--- What you should do ---
Count the lines in the items below that contain the word "ridge" and give only that number.

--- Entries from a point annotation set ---
--- Start ---

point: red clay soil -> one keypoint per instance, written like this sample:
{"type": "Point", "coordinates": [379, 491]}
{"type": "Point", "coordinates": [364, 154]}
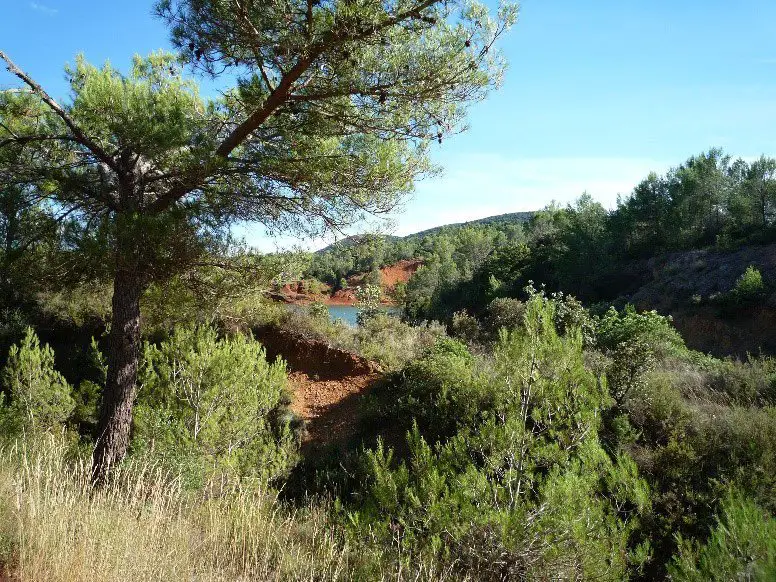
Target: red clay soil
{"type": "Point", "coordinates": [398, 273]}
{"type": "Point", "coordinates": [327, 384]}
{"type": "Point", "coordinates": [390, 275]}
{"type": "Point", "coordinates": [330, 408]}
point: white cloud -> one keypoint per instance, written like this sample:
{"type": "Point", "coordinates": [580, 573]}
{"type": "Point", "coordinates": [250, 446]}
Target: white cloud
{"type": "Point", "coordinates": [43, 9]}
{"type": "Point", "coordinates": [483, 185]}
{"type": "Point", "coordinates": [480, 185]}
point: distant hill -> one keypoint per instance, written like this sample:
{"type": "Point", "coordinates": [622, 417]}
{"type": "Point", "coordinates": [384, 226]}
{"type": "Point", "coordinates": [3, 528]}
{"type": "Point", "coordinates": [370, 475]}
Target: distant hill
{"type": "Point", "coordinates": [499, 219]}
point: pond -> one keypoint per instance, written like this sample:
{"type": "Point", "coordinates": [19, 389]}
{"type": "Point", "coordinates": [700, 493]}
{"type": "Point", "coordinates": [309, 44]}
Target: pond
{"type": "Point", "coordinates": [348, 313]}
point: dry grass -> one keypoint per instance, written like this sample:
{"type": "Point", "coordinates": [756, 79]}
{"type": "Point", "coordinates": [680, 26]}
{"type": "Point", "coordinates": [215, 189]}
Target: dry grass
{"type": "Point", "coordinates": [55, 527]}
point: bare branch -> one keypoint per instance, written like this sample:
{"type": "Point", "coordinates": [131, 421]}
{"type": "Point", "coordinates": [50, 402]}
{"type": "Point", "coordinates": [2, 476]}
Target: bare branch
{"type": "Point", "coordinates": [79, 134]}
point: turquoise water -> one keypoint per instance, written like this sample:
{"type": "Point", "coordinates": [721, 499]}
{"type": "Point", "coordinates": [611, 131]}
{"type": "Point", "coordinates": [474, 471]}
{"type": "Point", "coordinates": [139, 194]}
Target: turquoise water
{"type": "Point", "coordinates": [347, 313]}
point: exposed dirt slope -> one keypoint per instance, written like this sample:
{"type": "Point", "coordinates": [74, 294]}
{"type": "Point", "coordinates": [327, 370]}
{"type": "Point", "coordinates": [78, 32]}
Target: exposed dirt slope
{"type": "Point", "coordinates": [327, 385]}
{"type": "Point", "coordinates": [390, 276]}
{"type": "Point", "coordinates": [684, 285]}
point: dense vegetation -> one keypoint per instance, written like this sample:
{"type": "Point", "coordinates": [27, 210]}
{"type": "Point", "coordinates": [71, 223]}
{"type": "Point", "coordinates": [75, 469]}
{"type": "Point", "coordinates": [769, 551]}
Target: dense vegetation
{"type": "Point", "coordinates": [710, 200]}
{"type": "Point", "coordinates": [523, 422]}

--- End ---
--- Start ---

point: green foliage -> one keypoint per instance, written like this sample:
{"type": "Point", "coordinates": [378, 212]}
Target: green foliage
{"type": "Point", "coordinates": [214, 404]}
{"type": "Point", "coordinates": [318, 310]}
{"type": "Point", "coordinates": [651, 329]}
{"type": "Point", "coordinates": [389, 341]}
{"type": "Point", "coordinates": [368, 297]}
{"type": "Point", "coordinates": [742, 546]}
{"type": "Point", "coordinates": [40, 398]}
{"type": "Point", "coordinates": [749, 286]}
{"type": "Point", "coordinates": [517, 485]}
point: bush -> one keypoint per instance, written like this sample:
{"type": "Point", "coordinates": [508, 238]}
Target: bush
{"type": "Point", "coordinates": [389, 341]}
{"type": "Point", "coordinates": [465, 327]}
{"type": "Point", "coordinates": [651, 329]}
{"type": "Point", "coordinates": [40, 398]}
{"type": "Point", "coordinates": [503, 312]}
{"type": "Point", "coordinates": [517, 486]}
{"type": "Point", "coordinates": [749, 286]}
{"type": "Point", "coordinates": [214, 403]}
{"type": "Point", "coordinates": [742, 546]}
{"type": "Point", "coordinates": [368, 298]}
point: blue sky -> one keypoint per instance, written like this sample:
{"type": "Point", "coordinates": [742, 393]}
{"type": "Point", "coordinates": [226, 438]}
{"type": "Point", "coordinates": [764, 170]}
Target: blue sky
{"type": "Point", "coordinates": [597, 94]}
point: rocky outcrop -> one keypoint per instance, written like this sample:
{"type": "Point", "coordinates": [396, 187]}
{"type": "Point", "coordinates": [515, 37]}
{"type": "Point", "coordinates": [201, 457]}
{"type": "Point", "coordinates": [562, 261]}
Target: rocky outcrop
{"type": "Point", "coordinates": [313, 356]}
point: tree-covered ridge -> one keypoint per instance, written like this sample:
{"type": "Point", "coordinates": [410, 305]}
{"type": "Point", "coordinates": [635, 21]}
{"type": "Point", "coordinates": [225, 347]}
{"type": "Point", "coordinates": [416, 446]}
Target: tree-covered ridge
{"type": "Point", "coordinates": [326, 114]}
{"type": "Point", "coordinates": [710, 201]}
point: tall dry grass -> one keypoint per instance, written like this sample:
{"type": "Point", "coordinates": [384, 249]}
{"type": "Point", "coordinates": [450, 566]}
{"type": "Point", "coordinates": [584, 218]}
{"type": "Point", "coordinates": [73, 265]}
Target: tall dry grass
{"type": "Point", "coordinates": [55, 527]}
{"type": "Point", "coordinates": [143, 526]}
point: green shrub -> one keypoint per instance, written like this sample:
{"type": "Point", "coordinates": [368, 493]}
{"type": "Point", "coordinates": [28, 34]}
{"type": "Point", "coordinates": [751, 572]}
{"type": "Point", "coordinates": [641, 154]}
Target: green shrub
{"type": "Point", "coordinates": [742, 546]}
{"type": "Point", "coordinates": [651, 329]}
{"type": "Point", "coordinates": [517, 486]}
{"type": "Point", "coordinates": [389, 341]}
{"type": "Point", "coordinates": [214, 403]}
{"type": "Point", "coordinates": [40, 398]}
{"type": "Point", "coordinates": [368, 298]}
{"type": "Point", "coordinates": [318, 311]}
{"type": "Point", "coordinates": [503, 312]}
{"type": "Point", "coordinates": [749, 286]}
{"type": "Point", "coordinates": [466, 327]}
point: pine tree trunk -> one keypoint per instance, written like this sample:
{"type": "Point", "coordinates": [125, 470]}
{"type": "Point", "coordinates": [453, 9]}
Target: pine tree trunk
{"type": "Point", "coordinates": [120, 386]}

--- End ---

--- Reply ---
2